[Data excerpts]
-------

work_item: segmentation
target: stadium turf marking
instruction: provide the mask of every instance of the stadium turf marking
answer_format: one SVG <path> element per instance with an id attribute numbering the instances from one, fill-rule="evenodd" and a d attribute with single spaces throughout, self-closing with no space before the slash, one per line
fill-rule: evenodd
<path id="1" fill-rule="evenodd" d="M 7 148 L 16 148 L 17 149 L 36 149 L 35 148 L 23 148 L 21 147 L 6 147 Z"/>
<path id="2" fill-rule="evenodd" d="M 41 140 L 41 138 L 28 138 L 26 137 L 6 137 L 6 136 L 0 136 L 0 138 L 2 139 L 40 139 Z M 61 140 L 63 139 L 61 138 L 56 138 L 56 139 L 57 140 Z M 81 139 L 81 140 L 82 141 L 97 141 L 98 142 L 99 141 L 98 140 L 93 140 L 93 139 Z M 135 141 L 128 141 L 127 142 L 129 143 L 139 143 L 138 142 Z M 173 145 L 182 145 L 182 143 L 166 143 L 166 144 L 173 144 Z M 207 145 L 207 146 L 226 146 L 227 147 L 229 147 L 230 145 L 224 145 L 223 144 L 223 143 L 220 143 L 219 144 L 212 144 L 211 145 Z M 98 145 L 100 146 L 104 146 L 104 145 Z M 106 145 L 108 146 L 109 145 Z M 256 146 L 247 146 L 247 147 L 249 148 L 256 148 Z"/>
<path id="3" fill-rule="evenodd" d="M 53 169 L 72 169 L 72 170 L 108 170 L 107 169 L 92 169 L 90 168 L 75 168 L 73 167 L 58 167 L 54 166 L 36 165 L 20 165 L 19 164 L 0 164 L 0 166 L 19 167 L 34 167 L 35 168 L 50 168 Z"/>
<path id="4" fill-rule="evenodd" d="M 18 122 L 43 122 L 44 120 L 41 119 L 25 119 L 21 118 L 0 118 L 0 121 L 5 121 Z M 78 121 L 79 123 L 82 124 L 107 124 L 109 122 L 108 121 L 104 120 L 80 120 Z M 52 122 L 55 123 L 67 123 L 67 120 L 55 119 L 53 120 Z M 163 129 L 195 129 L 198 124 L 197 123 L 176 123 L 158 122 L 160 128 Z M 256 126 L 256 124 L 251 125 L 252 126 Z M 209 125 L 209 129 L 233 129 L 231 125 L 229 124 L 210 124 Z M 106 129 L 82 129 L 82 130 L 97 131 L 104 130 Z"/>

-------

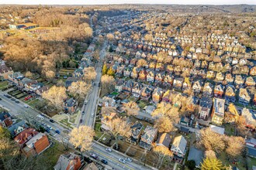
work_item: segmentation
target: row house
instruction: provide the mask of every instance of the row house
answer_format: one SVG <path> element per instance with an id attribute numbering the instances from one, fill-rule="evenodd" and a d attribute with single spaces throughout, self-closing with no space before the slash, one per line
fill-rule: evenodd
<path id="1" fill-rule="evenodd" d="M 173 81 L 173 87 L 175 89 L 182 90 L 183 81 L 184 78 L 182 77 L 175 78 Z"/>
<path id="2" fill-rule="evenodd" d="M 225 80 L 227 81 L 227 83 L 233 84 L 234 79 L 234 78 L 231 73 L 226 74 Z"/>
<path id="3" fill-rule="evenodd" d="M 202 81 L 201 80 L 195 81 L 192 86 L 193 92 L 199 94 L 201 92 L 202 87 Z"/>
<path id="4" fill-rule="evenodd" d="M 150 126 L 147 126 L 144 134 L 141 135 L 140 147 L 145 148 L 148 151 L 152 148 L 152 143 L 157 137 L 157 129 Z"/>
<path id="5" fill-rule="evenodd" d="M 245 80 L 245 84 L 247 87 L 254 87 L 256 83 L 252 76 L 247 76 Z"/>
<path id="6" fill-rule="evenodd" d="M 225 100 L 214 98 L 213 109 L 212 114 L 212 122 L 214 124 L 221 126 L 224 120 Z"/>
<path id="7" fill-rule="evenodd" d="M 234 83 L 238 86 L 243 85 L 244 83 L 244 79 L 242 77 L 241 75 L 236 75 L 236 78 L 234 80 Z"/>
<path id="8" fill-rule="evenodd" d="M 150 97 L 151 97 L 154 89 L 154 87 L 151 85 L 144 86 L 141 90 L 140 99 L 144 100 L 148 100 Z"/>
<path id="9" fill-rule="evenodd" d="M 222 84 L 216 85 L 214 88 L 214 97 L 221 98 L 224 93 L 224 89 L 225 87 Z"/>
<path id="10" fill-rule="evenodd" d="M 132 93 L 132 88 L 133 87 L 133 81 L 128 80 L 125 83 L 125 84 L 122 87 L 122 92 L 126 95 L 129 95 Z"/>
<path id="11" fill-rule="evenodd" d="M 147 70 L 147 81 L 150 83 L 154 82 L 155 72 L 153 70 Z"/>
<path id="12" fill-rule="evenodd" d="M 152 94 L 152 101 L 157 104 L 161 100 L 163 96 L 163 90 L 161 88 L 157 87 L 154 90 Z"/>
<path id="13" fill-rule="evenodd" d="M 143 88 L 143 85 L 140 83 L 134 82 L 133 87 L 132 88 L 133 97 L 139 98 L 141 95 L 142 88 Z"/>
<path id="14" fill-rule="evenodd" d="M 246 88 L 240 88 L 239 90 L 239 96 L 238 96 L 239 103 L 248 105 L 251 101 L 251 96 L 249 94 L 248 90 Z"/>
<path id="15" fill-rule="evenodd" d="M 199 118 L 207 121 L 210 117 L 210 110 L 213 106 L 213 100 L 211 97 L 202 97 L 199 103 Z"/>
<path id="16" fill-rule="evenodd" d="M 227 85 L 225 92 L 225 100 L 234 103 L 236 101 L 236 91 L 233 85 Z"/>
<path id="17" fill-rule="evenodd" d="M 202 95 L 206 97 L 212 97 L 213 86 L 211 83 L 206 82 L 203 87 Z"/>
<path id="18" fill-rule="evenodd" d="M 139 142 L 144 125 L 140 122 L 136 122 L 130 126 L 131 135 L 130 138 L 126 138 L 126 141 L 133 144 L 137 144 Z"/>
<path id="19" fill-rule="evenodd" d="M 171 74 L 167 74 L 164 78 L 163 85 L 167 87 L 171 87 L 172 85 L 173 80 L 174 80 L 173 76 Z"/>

-------

[Objective]
Pull out every line above that contains the string "stadium". Case counts, so a line with different capitalization does not match.

[Complete answer]
target: stadium turf marking
instruction: provide the mask of every instance of the stadium turf marking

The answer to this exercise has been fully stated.